• The problem: Below are records; reproduce exactly the lines from the one that has "column 141, row 97" through the one that has "A rule for this batch: each instance of the small stick", ends included, and nothing more.

(Beginning of Data for the task)

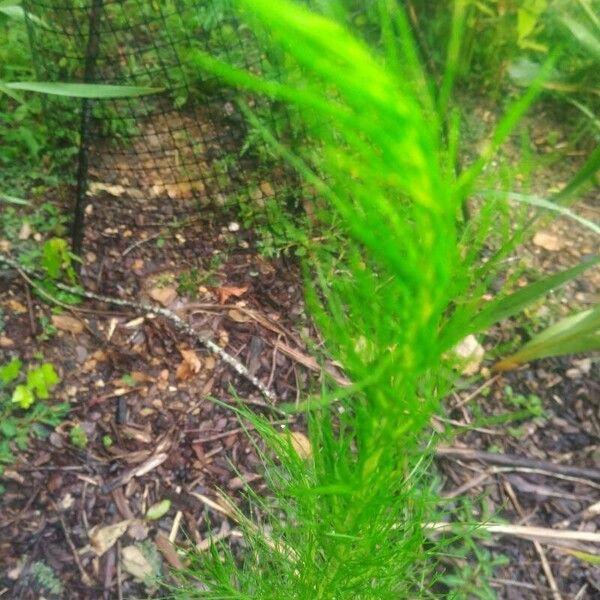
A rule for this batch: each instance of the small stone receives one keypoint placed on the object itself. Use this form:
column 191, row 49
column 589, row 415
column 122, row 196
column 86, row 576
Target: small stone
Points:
column 584, row 365
column 548, row 241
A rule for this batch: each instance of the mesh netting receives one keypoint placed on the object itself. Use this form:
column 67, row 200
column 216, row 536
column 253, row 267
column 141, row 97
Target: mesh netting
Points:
column 188, row 146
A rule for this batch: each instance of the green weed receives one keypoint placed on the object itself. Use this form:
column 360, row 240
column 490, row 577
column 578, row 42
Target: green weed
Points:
column 24, row 410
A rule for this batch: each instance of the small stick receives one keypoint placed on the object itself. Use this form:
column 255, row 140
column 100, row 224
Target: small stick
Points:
column 538, row 547
column 85, row 578
column 518, row 461
column 30, row 310
column 148, row 309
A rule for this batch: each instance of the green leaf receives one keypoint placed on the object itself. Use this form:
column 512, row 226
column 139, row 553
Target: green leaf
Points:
column 78, row 437
column 514, row 303
column 10, row 371
column 158, row 510
column 82, row 90
column 577, row 333
column 549, row 205
column 41, row 379
column 23, row 396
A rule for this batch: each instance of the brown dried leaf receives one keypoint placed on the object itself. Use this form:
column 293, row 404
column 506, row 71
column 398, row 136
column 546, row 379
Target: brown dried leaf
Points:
column 238, row 316
column 189, row 367
column 136, row 564
column 548, row 241
column 15, row 306
column 470, row 353
column 300, row 443
column 6, row 342
column 67, row 323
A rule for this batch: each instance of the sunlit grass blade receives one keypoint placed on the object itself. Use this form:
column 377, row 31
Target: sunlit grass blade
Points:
column 577, row 333
column 82, row 90
column 539, row 202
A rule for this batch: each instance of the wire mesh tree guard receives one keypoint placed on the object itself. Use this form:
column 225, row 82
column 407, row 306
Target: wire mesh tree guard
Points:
column 186, row 147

(End of Data for the task)

• Expected answer:
column 141, row 97
Target: mesh netting
Points:
column 188, row 146
A rule for this batch: each instance of the green weed receives one keypoint placed on the object itself. Use this form:
column 360, row 240
column 490, row 577
column 578, row 42
Target: green weed
Points:
column 24, row 410
A rule for this batch: each instance of the small stick receives one keypoint placed on the object itself. Use this form:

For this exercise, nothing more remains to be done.